▶ **TASK TO COMPLETE**: Give back only the lines from the one with "Each instance receives one point. Mark the dormer" through the last line of the data, exactly as they appear.

▶ **DATASET CONTENT**:
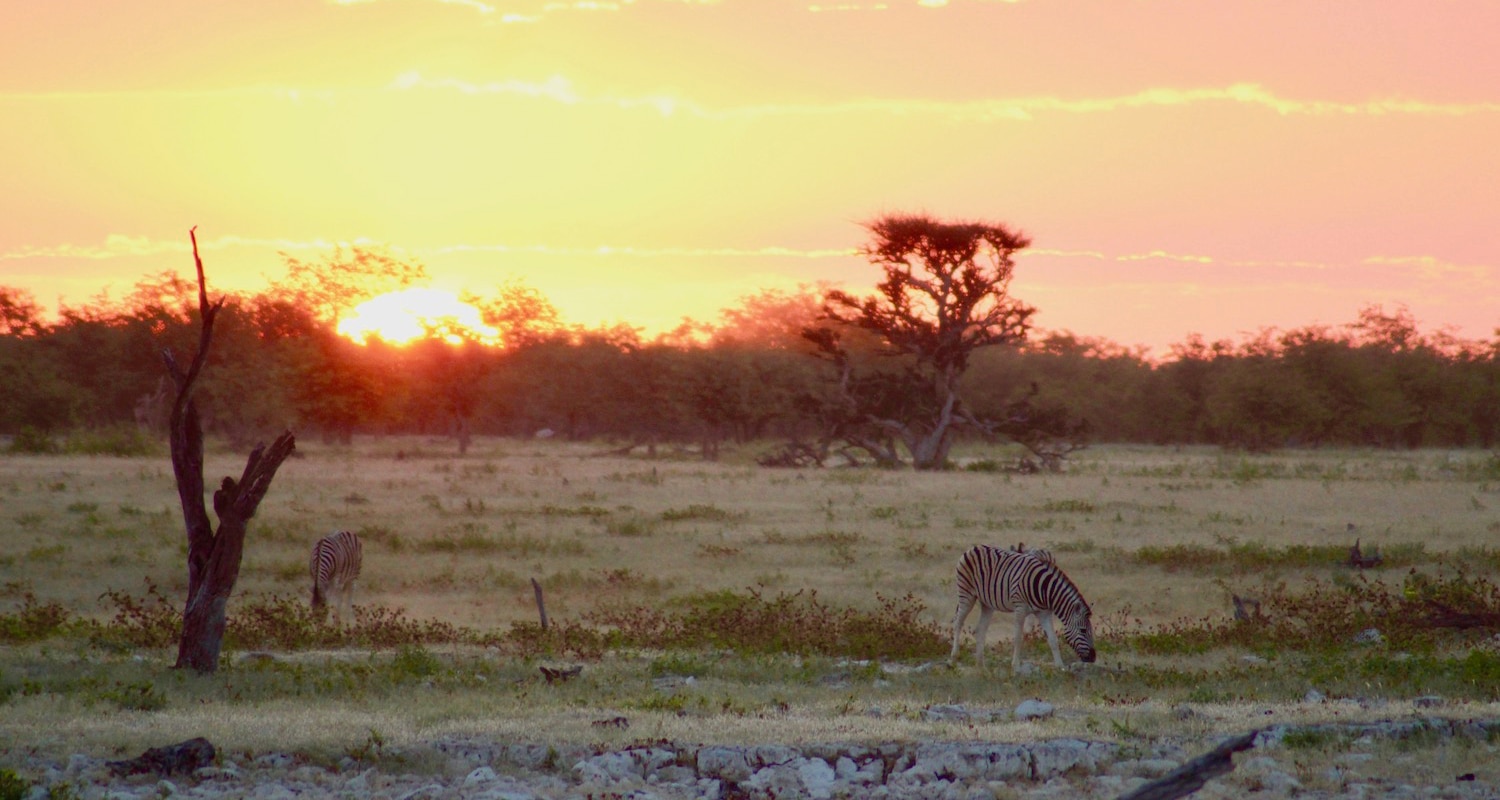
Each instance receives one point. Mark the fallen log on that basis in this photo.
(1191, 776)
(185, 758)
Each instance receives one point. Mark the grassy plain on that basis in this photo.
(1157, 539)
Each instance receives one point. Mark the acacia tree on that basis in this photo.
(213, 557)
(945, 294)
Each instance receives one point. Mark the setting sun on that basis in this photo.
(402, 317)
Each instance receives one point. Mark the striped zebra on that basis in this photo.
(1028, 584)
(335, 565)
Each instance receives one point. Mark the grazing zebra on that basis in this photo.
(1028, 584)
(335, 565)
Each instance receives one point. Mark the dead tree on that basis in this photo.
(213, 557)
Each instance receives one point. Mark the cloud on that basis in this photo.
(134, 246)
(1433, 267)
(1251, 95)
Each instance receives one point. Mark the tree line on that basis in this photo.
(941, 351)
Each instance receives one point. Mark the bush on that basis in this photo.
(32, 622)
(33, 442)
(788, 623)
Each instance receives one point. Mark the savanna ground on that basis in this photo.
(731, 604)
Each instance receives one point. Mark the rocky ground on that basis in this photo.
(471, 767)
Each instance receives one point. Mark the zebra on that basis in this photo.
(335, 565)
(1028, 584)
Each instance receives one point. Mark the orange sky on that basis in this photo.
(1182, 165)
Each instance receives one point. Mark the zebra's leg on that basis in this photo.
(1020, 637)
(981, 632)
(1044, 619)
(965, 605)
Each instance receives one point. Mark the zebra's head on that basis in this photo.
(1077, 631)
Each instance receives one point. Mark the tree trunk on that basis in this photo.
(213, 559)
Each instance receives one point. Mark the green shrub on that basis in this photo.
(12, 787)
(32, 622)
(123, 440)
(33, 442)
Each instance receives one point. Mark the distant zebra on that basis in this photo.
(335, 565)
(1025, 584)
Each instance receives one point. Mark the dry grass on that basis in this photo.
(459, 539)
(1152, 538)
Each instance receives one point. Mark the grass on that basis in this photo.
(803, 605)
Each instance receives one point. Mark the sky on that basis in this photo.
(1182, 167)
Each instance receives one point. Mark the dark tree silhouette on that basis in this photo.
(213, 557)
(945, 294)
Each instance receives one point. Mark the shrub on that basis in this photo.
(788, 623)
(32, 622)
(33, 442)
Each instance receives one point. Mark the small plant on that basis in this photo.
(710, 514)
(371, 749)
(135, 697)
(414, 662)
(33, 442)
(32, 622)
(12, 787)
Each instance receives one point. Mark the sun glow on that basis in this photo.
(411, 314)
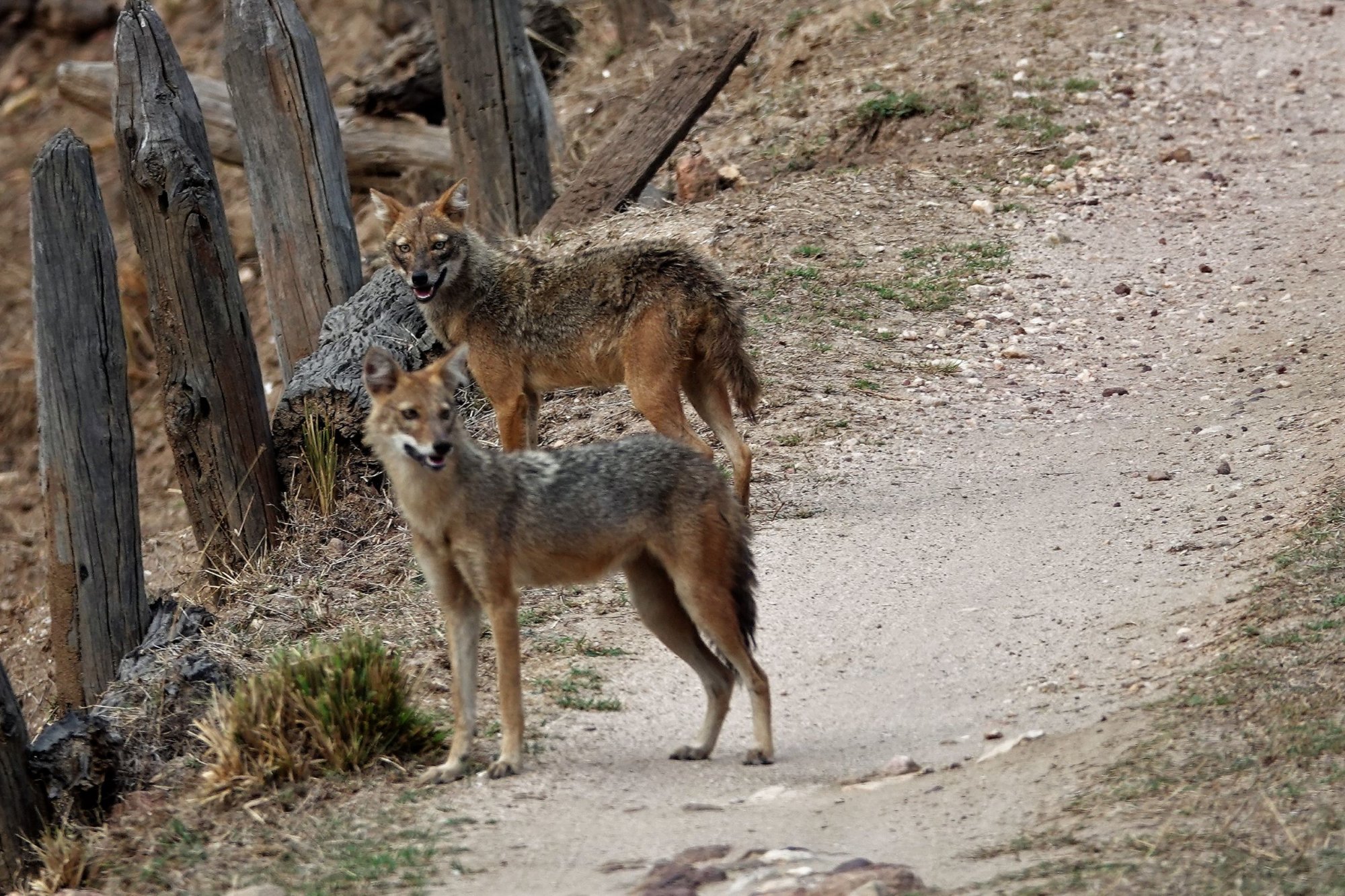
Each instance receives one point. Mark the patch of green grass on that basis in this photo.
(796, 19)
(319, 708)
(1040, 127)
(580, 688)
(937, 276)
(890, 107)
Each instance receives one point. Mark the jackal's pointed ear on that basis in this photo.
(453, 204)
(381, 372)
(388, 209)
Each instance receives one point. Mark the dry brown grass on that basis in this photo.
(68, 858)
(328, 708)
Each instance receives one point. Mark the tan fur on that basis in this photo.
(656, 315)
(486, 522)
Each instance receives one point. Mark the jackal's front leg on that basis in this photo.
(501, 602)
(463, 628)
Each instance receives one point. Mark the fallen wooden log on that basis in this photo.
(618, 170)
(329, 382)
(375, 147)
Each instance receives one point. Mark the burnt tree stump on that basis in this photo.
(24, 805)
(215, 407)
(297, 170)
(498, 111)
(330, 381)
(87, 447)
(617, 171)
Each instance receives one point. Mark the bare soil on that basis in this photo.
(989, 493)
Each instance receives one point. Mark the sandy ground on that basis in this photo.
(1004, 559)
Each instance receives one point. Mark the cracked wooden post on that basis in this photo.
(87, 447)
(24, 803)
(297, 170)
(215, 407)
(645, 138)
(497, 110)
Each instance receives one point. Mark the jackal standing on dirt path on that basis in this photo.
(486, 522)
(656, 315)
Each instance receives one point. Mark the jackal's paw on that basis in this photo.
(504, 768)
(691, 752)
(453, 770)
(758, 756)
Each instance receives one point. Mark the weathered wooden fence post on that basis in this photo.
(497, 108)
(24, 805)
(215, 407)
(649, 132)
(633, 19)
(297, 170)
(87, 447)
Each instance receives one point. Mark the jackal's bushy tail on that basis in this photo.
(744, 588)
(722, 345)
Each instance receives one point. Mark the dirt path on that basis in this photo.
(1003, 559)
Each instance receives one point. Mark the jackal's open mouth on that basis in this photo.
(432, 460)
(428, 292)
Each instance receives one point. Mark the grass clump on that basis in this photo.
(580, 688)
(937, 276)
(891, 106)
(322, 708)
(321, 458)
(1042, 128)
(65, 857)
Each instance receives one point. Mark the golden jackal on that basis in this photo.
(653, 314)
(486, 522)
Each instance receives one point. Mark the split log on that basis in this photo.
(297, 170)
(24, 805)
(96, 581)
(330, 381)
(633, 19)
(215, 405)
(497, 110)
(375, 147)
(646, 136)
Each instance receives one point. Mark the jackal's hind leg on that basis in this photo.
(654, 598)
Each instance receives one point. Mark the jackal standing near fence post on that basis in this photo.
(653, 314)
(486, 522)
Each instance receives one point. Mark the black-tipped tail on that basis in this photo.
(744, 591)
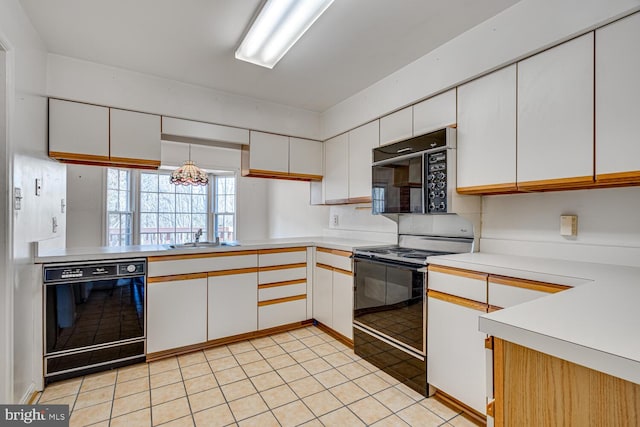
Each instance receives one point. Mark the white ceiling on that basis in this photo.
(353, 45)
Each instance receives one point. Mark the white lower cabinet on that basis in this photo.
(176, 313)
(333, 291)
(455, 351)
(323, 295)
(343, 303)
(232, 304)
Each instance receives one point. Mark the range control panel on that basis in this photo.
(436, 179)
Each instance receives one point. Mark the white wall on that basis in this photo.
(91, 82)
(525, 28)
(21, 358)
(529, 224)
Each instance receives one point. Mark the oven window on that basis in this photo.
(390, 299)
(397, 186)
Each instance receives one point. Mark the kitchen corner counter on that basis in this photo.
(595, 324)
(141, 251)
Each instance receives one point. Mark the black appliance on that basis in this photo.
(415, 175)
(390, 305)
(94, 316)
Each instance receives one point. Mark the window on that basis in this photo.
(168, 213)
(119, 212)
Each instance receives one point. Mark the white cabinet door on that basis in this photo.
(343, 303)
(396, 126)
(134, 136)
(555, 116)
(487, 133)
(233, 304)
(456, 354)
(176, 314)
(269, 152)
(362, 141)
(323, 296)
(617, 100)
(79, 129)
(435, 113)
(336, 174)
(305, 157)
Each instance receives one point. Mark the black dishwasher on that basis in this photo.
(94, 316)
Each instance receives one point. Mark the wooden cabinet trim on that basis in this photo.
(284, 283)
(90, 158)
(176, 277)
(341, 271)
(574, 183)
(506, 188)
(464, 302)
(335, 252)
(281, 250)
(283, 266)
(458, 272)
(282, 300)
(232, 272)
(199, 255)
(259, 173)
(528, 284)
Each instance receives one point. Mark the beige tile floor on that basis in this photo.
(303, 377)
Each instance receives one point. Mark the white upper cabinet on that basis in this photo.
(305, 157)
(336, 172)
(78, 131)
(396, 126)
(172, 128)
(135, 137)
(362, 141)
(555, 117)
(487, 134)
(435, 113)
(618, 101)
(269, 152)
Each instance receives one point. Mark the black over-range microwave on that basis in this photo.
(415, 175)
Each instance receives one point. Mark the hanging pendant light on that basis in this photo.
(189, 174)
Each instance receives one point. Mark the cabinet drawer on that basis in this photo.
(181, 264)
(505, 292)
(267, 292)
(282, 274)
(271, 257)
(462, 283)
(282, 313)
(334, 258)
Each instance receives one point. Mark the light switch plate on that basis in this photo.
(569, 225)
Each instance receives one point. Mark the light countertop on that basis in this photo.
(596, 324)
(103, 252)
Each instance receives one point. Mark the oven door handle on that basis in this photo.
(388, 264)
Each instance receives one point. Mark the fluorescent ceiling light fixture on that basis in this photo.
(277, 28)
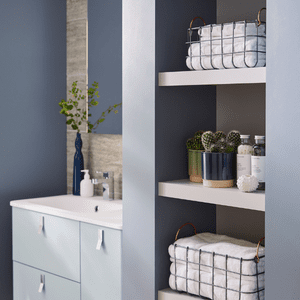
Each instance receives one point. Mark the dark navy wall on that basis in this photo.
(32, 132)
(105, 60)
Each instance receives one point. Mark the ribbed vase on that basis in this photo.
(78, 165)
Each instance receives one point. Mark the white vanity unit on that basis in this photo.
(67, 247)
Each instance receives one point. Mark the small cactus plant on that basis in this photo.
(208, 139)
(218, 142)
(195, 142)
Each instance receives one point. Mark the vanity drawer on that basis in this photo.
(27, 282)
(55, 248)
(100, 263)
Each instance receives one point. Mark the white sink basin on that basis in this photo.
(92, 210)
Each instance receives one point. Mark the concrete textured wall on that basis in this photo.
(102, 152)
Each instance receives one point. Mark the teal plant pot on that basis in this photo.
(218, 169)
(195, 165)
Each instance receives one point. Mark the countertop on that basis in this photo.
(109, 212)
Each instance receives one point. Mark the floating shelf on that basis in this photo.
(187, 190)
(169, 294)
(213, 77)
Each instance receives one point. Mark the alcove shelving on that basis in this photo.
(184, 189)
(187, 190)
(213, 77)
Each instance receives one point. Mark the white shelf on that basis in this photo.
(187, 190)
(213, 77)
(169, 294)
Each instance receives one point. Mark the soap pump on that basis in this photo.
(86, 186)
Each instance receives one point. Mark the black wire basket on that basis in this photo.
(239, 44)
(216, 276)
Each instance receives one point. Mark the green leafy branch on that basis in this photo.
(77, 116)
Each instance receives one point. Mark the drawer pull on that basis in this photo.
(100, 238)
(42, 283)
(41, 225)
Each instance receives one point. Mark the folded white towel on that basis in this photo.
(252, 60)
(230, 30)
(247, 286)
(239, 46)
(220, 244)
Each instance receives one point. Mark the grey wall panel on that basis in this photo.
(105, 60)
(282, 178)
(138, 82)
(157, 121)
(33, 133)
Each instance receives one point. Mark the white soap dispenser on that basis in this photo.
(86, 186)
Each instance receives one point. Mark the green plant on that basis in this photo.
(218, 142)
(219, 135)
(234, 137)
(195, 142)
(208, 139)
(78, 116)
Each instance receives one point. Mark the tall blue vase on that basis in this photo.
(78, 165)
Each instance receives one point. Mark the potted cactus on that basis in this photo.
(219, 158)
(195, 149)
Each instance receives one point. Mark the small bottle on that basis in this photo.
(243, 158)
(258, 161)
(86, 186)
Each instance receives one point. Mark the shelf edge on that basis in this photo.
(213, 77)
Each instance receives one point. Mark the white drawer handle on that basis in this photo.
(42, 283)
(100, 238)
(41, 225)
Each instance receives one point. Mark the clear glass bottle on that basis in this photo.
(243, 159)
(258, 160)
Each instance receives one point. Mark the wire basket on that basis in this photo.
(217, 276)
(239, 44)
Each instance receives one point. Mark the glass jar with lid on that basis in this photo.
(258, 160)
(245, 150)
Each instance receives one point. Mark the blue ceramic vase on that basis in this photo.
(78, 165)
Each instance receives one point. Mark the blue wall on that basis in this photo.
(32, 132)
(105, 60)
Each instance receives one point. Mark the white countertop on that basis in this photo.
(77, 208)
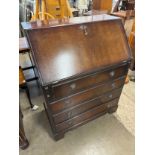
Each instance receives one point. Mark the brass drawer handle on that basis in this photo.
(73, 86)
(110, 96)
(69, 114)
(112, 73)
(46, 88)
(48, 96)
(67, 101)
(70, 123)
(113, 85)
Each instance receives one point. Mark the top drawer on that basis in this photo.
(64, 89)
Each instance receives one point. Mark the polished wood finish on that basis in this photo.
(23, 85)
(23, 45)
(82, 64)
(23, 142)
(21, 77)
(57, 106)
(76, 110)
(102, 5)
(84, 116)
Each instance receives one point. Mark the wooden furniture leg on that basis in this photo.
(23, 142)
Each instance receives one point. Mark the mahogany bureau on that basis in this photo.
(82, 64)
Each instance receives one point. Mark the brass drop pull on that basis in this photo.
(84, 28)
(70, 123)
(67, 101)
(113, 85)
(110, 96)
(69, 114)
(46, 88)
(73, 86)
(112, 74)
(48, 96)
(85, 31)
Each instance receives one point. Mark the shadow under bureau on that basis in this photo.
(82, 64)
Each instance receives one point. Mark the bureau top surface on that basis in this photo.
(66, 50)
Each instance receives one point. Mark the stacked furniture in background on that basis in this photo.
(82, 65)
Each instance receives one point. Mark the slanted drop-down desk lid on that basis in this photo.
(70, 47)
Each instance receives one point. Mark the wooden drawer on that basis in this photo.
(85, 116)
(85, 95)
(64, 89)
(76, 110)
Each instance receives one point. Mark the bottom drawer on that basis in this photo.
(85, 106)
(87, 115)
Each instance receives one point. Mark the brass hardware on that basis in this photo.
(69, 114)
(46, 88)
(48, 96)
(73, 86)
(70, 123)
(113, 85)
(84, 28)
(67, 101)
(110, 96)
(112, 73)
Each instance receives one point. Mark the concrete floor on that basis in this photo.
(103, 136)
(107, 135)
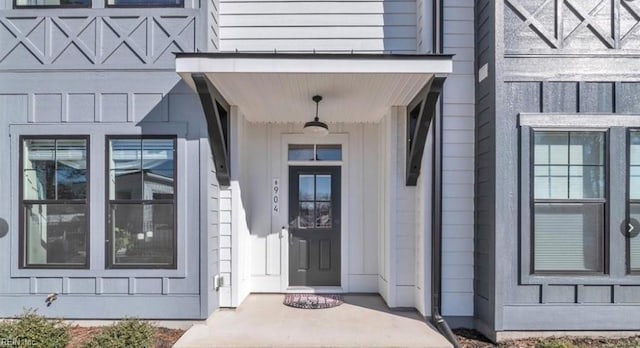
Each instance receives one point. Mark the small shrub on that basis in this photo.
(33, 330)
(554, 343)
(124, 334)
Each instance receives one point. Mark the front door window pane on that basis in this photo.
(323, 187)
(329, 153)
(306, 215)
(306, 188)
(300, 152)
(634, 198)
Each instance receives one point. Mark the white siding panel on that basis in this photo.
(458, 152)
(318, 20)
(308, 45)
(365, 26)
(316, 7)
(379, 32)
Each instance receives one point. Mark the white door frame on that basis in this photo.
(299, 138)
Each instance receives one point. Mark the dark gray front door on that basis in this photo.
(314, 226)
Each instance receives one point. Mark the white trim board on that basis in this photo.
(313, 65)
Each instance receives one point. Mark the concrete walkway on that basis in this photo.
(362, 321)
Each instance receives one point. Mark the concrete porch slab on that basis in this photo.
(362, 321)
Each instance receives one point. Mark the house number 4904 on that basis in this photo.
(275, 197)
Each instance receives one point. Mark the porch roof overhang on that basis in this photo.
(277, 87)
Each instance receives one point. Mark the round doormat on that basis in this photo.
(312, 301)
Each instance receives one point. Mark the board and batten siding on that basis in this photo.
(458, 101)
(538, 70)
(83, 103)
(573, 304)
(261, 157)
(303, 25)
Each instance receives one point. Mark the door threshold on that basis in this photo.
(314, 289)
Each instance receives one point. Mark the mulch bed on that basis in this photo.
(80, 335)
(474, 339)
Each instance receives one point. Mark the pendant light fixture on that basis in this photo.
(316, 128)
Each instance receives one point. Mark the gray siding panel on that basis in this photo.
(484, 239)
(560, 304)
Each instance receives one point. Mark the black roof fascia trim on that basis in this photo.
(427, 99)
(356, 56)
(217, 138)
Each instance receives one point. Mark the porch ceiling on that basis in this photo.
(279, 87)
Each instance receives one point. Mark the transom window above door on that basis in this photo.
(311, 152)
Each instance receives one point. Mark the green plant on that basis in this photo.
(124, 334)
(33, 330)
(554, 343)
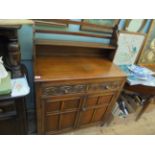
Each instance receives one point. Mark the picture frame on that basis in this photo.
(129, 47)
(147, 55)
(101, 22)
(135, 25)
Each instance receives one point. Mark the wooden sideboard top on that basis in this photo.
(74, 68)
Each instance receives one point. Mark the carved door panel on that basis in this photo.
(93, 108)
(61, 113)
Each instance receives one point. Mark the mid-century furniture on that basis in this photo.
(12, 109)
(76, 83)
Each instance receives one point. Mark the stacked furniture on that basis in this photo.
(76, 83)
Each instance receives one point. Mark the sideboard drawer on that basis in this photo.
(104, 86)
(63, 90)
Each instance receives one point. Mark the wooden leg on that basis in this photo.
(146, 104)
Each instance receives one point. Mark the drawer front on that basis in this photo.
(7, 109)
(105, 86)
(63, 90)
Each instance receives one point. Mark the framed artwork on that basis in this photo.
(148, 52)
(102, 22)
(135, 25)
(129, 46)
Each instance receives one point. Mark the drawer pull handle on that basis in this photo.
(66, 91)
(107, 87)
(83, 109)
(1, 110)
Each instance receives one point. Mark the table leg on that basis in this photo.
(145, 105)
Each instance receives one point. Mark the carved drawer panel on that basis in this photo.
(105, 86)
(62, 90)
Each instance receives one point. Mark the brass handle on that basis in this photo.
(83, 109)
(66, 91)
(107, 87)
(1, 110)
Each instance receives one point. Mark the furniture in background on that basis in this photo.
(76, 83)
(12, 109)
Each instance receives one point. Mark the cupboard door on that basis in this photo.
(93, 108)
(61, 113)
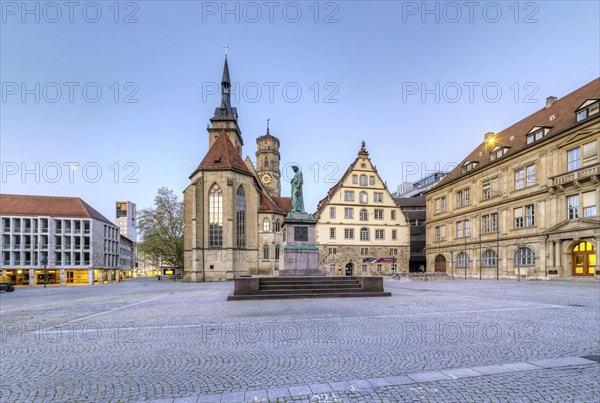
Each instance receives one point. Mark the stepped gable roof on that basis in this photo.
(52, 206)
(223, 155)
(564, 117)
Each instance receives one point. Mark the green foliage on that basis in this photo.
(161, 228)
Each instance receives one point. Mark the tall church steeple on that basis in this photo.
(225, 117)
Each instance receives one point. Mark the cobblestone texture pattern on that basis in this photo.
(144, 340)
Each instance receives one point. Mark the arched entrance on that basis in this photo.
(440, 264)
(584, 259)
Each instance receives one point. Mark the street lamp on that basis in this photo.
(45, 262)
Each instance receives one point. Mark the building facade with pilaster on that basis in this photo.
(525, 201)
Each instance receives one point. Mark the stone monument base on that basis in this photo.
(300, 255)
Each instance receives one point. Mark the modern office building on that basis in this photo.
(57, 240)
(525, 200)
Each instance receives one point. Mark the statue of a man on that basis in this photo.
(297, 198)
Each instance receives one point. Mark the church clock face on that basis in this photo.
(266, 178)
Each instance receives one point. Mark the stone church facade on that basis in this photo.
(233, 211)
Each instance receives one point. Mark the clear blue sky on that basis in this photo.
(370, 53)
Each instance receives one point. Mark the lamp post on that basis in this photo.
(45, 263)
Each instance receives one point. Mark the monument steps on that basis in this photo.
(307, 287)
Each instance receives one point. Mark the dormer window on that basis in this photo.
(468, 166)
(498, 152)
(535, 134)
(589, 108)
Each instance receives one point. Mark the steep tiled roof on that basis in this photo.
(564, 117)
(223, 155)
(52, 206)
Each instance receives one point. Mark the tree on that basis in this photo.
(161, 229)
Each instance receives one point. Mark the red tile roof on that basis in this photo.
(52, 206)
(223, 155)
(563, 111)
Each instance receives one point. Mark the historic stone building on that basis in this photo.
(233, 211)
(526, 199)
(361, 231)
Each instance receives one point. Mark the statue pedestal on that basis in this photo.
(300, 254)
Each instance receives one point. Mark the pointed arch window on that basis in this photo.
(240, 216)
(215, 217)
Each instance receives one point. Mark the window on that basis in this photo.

▶ **WRITTEN ANSWER**:
Each instance receives one point. Mark the dormer window on that basis in this photo.
(468, 166)
(498, 152)
(535, 134)
(589, 108)
Each instance receives one point. Mark the steep tiled roof on that basis in this photo.
(564, 117)
(223, 155)
(52, 206)
Each instance receives one point. Mark the tree on that basis in this photo.
(161, 229)
Each instance receives one point. Mark the red tile roof on that basis in this photo.
(52, 206)
(223, 155)
(563, 111)
Each instance receives one point. Mark the historic stone building on that basis in this photo.
(233, 211)
(526, 199)
(361, 231)
Each instance receives one point. Mark the statue pedestal on that basis in this photo.
(300, 254)
Each instance receives one point. Mark the pointed arch window on that basis in this photo.
(240, 216)
(215, 217)
Each instance receives one point. Mark the window on that basis in this photo.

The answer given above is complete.